Trecho selecionado:
>>>>>

Um texto interessante na Wired: uma entrevista com a autora do livro  Distracted: The Erosion of Attention and the Coming Dark Age, mais um título, imagino, na linha do The Shallows do Nick Carr.

Idéia geral: nossa cibersociedade gerou uma “cultura da interrupção”, onde o contínuo fluxo de informações sob a forma de e-mails, SMS´s, videochamadas etc torna-se a norma, e a capacidade de concentração e de pensamento criativo vão ladeira abaixo.

Sem dúvida, esse tipo de pessimismo ressurge com o advento de qualquer nova tecnologia, e é preciso lembrar que houve gregos ilustres falando contra a escrita.  Mas eu acho que as novas preocupações não são desprovidas de alguma motivação:

Wired.com: Is there an actual scientific basis of attention?

Maggie Jackson: In the last 30 or 40 years, scientists have made inroads into understanding its underlying mechanisms and physiology. Attention is now considered an organ system. It has its own circuitry in the brain, and there are specialized networks carrying out its different forms. Each is very specific and can be traced through neuroimaging and even some genetic research.

The first type of attention is orientation — the flashlight of your mind. It involves the parietal lobe, a brain area related to sensory processing, which works with brain sections related to frontal eye fields. This is what develops in an infants’ brain, allowing them to focus on something new in their environment.

<<<<<

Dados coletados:
>>>>>

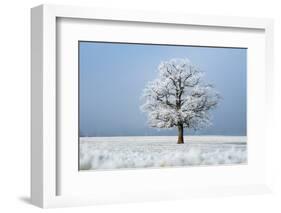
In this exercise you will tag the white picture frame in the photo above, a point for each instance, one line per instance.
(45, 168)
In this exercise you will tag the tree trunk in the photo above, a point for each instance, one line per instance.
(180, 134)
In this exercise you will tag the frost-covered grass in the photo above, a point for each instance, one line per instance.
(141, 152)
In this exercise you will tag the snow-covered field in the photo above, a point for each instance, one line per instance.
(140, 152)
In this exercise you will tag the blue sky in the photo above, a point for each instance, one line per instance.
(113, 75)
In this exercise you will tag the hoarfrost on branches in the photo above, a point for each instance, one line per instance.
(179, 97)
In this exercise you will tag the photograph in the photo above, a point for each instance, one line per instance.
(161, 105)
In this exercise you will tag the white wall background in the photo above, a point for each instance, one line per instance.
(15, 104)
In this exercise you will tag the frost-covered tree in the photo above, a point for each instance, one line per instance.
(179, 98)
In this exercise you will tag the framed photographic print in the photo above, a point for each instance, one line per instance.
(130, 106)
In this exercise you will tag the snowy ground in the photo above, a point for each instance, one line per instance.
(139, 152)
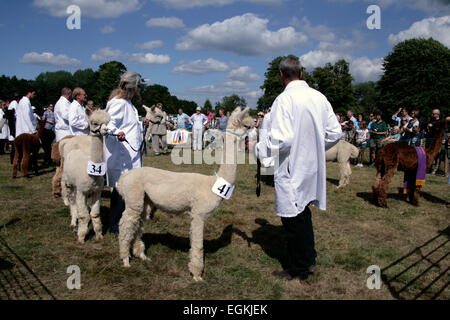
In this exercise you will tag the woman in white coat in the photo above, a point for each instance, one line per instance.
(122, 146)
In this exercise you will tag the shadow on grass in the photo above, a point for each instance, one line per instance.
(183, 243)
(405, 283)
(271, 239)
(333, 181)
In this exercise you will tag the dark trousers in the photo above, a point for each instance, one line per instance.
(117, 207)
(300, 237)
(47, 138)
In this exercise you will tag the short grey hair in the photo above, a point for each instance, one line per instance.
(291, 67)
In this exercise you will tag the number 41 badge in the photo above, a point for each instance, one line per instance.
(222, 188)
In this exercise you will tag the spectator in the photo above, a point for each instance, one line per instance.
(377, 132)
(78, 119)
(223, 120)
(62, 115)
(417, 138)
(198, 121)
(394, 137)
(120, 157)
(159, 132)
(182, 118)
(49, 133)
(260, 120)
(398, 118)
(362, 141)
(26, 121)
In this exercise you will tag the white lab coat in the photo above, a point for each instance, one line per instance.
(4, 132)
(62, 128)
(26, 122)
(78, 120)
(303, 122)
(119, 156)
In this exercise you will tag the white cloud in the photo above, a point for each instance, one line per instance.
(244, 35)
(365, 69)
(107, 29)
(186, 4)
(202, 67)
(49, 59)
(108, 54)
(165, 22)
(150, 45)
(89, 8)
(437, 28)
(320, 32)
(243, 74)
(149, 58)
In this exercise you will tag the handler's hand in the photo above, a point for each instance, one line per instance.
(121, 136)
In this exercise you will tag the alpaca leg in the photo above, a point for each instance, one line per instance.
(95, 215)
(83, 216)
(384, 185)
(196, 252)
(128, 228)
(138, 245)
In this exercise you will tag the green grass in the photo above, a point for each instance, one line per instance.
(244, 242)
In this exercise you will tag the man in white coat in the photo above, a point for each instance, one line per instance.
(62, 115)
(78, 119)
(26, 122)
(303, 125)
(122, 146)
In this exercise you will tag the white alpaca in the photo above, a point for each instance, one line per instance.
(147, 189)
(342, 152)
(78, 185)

<<<<<

Instruções:
(1) De acordo com o trecho sobre a atenção, por que a atenção passou a ser considerada um sistema de órgãos? Responda em até três frases.
(2) Resuma o trecho sobre a atenção em exatamente duas frases.
(3) Dê continuidade ao trecho sobre a atenção a partir da última frase apresentada.
Os registros provêm de uma fonte diferente.

Respostas por item:
(1) A atenção passou a ser vista como um sistema de órgãos porque tem circuitos próprios no cérebro e redes especializadas que executam suas diferentes formas. Cada uma dessas redes é muito específica e pode ser rastreada por neuroimagem e até por algumas pesquisas genéticas.

(2) O trecho apresenta uma entrevista da Wired com a autora de Distracted, cuja ideia geral é que a cibersociedade gerou uma "cultura da interrupção", em que o fluxo contínuo de e-mails, SMS e videochamadas vira norma e a concentração e o pensamento criativo decaem. Embora reconheça que esse pessimismo ressurge com toda nova tecnologia, o texto considera que as novas preocupações têm alguma motivação e cita a explicação de Maggie Jackson de que a atenção tem circuitos e redes próprias no cérebro, sendo a orientação seu primeiro tipo.

(3)
The second type of attention spans the spectrum of response states, from sleepiness to complete alertness. The third type is executive attention: planning, judgment, resolving conflicting information. The heart of this is the anterior cingulate — an ancient, tiny part of the brain that is now at the heart of our higher-order skills. It’s executive attention that lets us move us beyond our impulsive selves, to plan for the future and understand abstraction.

We are programmed to be interrupted. We get an adrenalin jolt when orienting to new stimuli: Our body actually rewards us for paying attention to the new. So in this very fast-paced world, it’s easy and tempting to always react to the new thing. But when we live in a reactive way, we minimize our capacity to pursue goals.